Reproduce only the lines that run from the line with "Expected output: one marker per instance of the pig ear, giving" to the last line of the material, both ends included, exactly as they appear.

** start of GIVEN DATA **

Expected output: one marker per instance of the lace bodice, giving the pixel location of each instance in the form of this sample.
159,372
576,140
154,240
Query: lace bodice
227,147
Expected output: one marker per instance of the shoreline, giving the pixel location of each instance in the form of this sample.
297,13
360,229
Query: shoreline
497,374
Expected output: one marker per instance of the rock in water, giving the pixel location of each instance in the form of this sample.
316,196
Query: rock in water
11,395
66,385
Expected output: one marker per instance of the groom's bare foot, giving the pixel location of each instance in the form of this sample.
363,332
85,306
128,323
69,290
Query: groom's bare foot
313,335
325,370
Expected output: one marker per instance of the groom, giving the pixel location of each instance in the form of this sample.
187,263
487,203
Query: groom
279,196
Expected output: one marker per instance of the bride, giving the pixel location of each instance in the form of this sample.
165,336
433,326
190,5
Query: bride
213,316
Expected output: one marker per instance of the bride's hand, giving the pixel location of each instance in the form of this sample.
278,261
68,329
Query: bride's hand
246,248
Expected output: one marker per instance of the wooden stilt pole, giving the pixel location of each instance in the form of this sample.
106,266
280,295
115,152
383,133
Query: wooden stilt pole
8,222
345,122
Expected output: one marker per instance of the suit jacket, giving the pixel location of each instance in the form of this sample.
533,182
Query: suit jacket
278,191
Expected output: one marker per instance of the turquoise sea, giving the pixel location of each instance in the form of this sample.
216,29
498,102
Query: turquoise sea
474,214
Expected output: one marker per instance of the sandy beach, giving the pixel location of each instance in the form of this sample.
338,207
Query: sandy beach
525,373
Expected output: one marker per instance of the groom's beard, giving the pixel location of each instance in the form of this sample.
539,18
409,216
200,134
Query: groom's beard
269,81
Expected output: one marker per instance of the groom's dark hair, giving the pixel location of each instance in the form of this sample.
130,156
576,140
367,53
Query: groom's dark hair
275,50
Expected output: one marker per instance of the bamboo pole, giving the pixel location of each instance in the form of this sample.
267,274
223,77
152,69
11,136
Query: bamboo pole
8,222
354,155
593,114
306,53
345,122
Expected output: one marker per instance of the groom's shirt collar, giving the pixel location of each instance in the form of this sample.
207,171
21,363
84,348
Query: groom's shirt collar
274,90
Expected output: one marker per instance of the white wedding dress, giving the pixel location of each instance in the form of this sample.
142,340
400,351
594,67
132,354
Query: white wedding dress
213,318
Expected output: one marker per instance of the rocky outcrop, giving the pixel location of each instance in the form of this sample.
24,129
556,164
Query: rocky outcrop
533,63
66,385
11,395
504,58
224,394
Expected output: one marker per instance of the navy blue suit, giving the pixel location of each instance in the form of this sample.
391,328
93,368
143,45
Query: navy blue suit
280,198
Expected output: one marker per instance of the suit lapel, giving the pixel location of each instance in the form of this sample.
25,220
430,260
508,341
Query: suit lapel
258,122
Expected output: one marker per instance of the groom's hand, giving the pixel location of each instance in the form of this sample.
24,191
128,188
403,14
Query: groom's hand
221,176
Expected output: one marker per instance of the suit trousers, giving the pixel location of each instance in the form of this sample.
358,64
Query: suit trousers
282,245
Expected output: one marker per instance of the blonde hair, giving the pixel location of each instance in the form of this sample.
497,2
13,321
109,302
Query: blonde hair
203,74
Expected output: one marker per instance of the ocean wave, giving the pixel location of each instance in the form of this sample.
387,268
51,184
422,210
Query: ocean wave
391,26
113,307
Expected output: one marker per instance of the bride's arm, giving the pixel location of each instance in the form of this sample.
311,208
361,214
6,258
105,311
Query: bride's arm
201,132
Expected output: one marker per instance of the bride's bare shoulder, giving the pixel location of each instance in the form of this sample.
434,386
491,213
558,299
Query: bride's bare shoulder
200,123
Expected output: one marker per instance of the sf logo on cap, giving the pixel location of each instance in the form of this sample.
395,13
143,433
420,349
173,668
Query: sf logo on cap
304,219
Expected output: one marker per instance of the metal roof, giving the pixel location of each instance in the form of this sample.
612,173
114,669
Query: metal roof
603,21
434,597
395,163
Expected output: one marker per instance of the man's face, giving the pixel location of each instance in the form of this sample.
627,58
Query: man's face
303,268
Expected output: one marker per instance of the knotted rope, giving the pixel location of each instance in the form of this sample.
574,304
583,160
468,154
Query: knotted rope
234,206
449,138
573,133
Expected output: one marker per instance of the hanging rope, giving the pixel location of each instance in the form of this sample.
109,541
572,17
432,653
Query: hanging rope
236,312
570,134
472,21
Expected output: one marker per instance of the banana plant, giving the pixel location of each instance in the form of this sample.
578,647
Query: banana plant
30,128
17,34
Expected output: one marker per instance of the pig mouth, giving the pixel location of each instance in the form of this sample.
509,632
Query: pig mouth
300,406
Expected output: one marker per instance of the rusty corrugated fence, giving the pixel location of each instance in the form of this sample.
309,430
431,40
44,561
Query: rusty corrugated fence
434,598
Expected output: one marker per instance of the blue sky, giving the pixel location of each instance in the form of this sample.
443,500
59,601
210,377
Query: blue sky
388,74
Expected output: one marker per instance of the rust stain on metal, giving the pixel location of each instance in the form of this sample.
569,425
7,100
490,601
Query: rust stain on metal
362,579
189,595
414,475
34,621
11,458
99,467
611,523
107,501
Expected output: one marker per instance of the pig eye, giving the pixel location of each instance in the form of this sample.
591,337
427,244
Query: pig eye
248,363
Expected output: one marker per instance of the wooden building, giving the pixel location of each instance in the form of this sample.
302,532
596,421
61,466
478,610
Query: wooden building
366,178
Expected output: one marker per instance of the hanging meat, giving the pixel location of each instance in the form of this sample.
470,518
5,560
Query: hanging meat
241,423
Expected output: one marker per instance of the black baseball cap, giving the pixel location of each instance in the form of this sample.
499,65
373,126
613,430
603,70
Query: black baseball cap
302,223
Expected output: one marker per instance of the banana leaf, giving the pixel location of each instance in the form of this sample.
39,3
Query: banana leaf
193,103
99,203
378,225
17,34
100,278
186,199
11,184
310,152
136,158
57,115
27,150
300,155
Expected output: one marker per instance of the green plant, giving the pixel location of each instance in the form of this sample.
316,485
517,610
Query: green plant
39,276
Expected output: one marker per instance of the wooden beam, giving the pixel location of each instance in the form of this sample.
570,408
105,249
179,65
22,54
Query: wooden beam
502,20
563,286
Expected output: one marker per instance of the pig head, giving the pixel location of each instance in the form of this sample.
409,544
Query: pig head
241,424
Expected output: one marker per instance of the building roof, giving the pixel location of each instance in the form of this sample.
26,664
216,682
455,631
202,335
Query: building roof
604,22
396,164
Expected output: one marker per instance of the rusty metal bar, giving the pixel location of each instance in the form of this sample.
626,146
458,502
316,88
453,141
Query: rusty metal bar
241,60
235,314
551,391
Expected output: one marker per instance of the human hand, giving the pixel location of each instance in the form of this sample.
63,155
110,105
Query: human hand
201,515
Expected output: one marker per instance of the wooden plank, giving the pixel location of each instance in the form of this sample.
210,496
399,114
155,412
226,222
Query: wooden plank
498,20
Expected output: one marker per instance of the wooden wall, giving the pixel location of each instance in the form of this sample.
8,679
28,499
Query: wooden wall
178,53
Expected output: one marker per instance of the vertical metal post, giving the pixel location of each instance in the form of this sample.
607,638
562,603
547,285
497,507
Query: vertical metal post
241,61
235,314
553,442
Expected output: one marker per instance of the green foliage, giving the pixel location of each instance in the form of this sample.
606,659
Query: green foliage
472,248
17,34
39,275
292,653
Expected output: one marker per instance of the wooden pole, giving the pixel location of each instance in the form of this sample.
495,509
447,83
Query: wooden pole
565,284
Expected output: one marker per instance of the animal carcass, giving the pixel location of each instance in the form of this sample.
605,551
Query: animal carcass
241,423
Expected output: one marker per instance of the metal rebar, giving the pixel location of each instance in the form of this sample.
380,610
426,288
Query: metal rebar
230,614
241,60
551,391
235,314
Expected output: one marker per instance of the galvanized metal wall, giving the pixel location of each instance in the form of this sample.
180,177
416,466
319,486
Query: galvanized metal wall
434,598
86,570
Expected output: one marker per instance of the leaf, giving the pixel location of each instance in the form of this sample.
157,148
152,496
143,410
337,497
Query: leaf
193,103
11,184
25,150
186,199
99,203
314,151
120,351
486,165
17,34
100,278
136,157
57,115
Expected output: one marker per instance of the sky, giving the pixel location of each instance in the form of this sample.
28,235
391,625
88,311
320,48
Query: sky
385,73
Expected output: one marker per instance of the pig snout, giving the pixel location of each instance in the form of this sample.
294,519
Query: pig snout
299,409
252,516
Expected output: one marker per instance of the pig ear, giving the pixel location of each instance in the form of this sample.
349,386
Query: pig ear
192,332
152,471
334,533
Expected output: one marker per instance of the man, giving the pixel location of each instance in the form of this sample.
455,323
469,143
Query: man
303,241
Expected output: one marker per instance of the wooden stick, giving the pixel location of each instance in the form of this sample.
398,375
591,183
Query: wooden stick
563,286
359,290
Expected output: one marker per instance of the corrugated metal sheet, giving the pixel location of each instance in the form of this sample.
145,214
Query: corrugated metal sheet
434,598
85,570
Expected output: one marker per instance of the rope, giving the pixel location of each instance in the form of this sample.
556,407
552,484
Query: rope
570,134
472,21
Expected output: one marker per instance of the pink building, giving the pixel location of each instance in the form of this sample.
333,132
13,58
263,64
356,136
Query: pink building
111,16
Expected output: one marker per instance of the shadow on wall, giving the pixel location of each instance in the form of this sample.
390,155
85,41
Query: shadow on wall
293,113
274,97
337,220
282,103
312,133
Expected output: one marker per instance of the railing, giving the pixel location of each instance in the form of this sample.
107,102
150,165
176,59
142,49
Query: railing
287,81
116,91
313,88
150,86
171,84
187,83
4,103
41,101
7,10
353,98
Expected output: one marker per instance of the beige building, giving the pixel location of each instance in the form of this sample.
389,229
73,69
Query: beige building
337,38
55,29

** end of GIVEN DATA **

> [EXERCISE OUTPUT]:
Expected output: one marker per instance of the pig ear, giving the pixel location of each instance in the form of this sample.
349,386
Query: pig ear
192,332
152,471
334,533
Expected output: one marker per instance of the man, giving the pixel location of each instance in the form of this sample.
455,323
469,143
Query: man
303,241
Expected output: one marker per instance of the wooden stick, giving the pixel location of each instance in the form of this sample.
398,375
591,183
Query: wooden stick
563,286
359,290
Expected output: one marker per instance of the corrugated metal sheet, giving the pixel location of each instance in the form of this sample.
145,214
Query: corrugated metal sheet
434,598
85,570
Expected output: one marker per instance of the rope, giving the pixel location of each instance in the form of this sample.
556,407
552,484
Query: rope
570,134
472,21
Expected output: one marker per instance of the pink building, giving the pixel location of each instance in the form of this sample.
333,132
13,58
263,64
356,136
Query: pink building
111,16
Expected output: one marker per instance of the shadow on wall, giving the pixel location of each instance in the form of this sample.
390,155
85,41
Query: shadow on wall
293,113
274,97
337,220
282,103
312,133
Expected output: one marker per instance of the railing, giving the pixel location of each instance in the form of this sample.
107,102
150,165
176,59
142,49
Query: railing
287,81
116,91
313,88
150,86
171,84
187,83
4,103
41,101
7,10
353,98
Expected output: one marker per instance of the beige building, giving the pixel location of each instance in the form of this sample.
389,229
73,69
Query: beige building
337,38
55,29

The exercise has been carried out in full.